● **Directions for this task**
Go through the lines below and retype each one exactly.

● **Data listing**
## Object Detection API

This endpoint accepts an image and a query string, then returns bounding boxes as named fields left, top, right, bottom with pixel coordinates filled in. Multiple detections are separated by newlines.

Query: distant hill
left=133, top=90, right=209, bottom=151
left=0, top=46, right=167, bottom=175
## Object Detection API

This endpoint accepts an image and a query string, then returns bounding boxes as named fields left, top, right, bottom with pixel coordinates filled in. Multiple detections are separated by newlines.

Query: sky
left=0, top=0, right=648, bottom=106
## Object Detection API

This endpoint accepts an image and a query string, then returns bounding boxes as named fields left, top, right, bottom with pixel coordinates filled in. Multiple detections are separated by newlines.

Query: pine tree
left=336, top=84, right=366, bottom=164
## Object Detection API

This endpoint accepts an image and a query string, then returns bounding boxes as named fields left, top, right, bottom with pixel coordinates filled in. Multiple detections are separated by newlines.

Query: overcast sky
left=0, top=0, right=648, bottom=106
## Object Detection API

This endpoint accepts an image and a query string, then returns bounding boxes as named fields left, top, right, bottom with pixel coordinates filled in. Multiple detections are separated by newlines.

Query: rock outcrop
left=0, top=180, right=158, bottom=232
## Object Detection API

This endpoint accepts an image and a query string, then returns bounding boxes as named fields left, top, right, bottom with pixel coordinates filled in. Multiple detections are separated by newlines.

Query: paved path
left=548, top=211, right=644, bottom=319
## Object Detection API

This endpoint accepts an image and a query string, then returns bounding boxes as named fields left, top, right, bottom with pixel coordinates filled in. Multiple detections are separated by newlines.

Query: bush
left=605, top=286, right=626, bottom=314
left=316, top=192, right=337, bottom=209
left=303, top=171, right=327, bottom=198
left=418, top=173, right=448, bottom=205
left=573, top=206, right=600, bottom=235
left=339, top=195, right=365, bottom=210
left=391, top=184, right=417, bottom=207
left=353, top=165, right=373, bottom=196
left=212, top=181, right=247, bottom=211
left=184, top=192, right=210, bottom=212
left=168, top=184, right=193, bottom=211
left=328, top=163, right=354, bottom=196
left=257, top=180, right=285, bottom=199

● **Final answer**
## Object Detection API

This endpoint accepts an image and a query string, then returns bounding boxes as named fields left, top, right, bottom with pixel coordinates filled in. Multiple detections are separated by newlines.

Query: distant hill
left=133, top=90, right=209, bottom=151
left=0, top=46, right=167, bottom=175
## Object Detection API

This endpoint accepts an image and a query string, then returns bounding boxes as named fields left, top, right, bottom with pixel coordinates filled in. Multiple detections are separated by newlines.

Query: sky
left=0, top=0, right=648, bottom=106
## Object Detection API

This endpoint accepts an image and a query string, then returns bounding boxes as named fields left, top, right, bottom with pixel coordinates filled in. Multiple detections are separated by newlines.

Query: pine tree
left=336, top=84, right=366, bottom=164
## Object Detection API

This endpoint accepts an image and a query string, then returns bounding boxes as named fields left, top, right, bottom with pixel coordinates filled in. Multiple detections are separated by newlines.

Query: overcast sky
left=0, top=0, right=648, bottom=106
## Object Detection API

This endpoint accepts an image and a query string, then returns bounding boxes as named fields left, top, right, bottom with pixel coordinates filled in. Multiple detections are separated by newlines.

Query: rock outcrop
left=0, top=180, right=158, bottom=232
## Object Detection API

This endpoint accepts an image and a query string, then returns bounding boxes as named fields left, top, right, bottom with pixel coordinates filled in. Multiple detections are separated by newlines.

Query: paved path
left=548, top=211, right=644, bottom=319
## Object Detection API

This endpoint accepts an image and a query string, then returns bounding boxes as named fields left, top, right, bottom with pixel coordinates filled in. Multiple detections are separated by newlines.

Query: bush
left=605, top=286, right=626, bottom=314
left=316, top=192, right=337, bottom=209
left=303, top=171, right=327, bottom=198
left=418, top=173, right=448, bottom=205
left=573, top=206, right=600, bottom=235
left=339, top=195, right=365, bottom=210
left=391, top=184, right=417, bottom=207
left=353, top=165, right=373, bottom=196
left=212, top=181, right=247, bottom=211
left=184, top=192, right=210, bottom=212
left=168, top=184, right=193, bottom=211
left=328, top=163, right=354, bottom=196
left=257, top=180, right=285, bottom=199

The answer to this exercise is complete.